# DATA LINES

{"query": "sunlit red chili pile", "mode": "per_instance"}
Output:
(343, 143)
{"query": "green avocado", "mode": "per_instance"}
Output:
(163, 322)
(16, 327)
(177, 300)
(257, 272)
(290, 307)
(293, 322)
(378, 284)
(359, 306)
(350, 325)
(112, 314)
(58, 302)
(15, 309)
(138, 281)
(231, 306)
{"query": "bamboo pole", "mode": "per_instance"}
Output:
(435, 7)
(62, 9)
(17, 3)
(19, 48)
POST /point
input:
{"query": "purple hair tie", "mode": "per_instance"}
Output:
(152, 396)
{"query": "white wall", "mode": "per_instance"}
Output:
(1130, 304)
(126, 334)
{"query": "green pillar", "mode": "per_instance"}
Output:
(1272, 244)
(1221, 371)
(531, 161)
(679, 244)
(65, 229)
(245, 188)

--

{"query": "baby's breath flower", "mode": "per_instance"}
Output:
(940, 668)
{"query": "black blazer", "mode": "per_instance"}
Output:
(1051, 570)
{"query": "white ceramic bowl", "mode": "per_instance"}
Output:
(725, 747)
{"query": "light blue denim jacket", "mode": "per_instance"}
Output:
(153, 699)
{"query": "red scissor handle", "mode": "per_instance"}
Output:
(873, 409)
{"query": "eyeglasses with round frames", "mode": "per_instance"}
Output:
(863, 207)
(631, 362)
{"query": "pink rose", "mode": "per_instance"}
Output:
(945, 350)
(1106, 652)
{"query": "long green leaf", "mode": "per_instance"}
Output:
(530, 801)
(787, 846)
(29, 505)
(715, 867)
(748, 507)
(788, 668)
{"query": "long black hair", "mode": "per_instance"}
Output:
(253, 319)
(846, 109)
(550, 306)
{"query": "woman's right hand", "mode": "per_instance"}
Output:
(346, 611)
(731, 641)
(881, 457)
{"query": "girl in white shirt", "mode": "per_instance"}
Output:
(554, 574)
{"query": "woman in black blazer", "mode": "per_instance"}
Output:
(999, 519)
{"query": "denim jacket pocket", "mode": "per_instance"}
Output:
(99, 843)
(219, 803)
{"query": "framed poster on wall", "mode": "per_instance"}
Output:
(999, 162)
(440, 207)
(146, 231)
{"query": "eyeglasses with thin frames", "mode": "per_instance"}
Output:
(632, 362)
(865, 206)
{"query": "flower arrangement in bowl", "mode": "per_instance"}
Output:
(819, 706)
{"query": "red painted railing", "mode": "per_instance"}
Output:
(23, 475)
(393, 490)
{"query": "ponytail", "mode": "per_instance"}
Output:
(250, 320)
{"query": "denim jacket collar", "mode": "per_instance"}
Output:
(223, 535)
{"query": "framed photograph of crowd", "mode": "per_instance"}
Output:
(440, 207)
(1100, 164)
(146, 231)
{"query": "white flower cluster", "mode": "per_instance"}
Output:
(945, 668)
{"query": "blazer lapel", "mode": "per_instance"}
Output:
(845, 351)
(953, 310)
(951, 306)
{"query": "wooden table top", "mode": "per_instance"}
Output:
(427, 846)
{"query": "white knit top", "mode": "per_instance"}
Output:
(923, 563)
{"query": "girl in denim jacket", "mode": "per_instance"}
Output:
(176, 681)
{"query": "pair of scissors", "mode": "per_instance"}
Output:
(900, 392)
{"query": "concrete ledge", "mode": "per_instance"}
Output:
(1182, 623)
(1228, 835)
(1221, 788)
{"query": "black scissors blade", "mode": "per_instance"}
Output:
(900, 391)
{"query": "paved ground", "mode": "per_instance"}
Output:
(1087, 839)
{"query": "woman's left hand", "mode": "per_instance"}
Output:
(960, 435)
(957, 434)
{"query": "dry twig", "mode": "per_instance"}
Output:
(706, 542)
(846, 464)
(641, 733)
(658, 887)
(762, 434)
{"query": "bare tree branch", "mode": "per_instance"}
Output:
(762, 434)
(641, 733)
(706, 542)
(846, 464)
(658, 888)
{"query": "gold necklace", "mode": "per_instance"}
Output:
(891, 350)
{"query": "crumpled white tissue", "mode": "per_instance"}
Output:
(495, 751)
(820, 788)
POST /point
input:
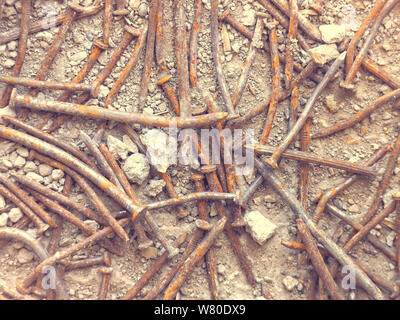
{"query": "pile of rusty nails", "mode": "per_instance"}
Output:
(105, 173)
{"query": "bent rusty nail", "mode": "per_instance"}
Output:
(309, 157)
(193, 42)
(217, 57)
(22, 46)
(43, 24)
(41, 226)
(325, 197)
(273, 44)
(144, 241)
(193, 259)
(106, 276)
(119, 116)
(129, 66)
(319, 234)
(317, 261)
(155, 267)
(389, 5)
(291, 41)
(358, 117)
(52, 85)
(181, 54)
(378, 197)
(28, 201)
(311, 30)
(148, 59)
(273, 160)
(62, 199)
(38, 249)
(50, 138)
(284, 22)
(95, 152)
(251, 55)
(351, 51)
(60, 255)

--

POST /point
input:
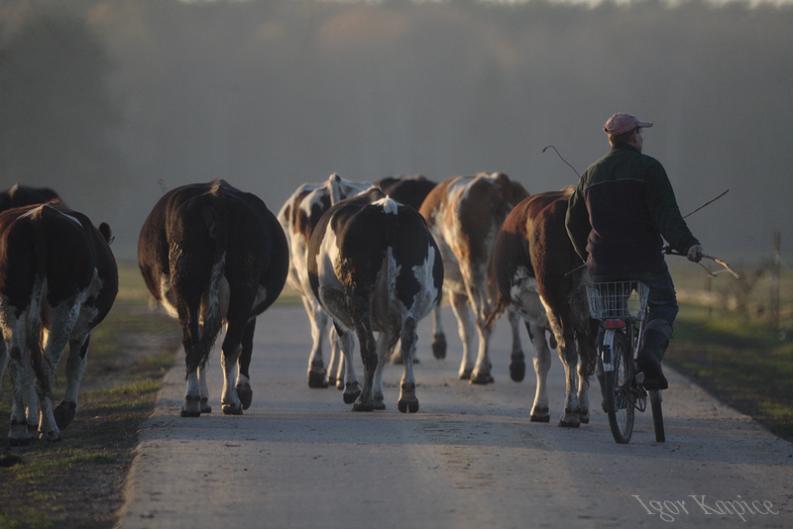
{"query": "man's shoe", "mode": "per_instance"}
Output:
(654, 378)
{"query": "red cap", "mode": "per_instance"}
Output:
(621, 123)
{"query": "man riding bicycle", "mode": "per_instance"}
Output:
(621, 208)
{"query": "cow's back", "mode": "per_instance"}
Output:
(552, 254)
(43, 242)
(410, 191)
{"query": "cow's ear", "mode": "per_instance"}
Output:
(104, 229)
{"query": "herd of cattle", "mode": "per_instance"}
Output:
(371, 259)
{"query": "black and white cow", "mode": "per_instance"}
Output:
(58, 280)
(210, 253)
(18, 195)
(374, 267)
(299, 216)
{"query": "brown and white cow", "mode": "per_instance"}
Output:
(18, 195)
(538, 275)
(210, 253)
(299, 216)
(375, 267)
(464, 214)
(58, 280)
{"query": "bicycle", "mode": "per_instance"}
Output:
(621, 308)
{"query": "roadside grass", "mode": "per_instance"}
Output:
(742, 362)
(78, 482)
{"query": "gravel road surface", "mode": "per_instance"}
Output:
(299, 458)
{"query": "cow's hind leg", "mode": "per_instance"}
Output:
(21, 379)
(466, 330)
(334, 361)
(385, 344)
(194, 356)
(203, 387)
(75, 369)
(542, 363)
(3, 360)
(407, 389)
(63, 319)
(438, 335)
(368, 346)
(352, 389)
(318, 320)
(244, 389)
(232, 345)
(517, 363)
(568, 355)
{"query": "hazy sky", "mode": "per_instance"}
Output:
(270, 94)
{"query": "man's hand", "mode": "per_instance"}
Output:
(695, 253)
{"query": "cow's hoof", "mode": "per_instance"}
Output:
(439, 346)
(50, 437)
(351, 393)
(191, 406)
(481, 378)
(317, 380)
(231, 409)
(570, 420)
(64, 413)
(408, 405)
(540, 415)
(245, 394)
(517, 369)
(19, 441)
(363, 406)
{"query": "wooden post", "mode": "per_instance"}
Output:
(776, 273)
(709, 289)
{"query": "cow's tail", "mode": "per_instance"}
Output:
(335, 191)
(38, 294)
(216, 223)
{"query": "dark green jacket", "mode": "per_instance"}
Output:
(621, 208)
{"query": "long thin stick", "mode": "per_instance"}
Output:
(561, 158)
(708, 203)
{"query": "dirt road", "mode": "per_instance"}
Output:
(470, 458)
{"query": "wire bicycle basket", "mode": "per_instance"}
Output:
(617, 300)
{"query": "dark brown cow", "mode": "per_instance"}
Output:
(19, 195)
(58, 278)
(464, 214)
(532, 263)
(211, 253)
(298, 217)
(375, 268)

# STATED GOAL
Identify every line in the entries above that contains the word "green", and copy each of those lines in full. Uppercase and lowercase letters count as different.

# OUTPUT FOR THIS EXERCISE
{"query": "green avocado", "mode": "per_instance"}
{"query": "green pillar", "mode": "per_instance"}
{"query": "long green leaf", "mode": "per_instance"}
{"query": "dark green jacket", "mode": "per_instance"}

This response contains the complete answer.